» **ARTIKEL**
------------------------------------------------------------------------
Standort und Ausrichtung des Neubaus wurden mithilfe digitaler Modellierung diverser Einflussfaktoren wie Sonneneinstrahlung und Geothermie gewählt. Der Baukörper ist aus zwei unterschiedlich großen Teilschalen zusammengesetzt, durch deren Höhenversprung ein großflächiges Oberlicht entsteht, das die Planer*innen „Solar Gate“ nennen. Hinter dessen Fensterscheiben befindet sich eine 4D-gedruckte, wetterresponsive Verschattungsstruktur, die auf Licht und Sonneneinstrahlung reagiert und so zur Regulierung des Innenraumklimas beitragen soll. Das Prinzip folgt dem feuchtigkeitsgesteuerten Öffnen und Schließen von Pflanzenzapfen.
------------------------------------------------------------------------
» **ANGEZEIGTE DATEN**
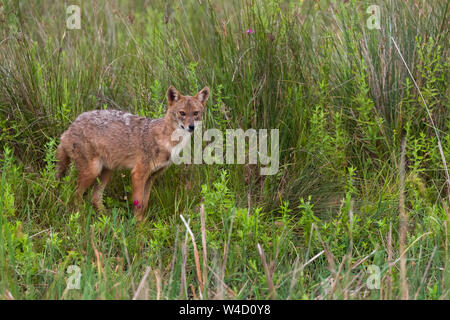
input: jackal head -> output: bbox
[166,86,209,132]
------------------------------------------------------------------------
» **IHRE AUFGABEN**
[1] Schreiben Sie aus dem Artikel den Abschnitt von „Standort und Ausrichtung“ bis einschließlich „Schließen von Pflanzenzapfen.“ wortgetreu ab.
[2] Welchem Vorbild aus der Natur folgt laut dem Artikel das Prinzip der Verschattungsstruktur?
[3] Führen Sie den Artikel über den Neubau im Anschluss an seinen letzten Satz weiter.

» **GELÖSTE AUFGABEN**
[1]
Standort und Ausrichtung des Neubaus wurden mithilfe digitaler Modellierung diverser Einflussfaktoren wie Sonneneinstrahlung und Geothermie gewählt. Der Baukörper ist aus zwei unterschiedlich großen Teilschalen zusammengesetzt, durch deren Höhenversprung ein großflächiges Oberlicht entsteht, das die Planer*innen „Solar Gate“ nennen. Hinter dessen Fensterscheiben befindet sich eine 4D-gedruckte, wetterresponsive Verschattungsstruktur, die auf Licht und Sonneneinstrahlung reagiert und so zur Regulierung des Innenraumklimas beitragen soll. Das Prinzip folgt dem feuchtigkeitsgesteuerten Öffnen und Schließen von Pflanzenzapfen.

[2] Dem feuchtigkeitsgesteuerten Öffnen und Schließen von Pflanzenzapfen.

[3]
Die thermisch aktivierte Bodenplatte aus Recyclingbeton kann Energie mit Hilfe eines Rohrsystems aufnehmen und speichern. Das gedämmte Holzbausystem, das durch seine gekrümmte Geometrie als formaktives Flächentragwerk wirkt, überspannt eine Grundfläche von circa 200 Quadratmetern. Es besteht aus 127 unterschiedlichen, über Kreuzverschraubungen gefügten Hohlkassetten. Das materialeffiziente Prinzip der Hohlkassette kam bereits beim BUGA Holzpavillon in Heilbronn 2019 als temporäres, offenes Bauwerk zur Anwendung. Nun wurde es in Freiburg für ein geschlossenes Gebäude mit ganzjähriger Nutzung weiterentwickelt. (uav)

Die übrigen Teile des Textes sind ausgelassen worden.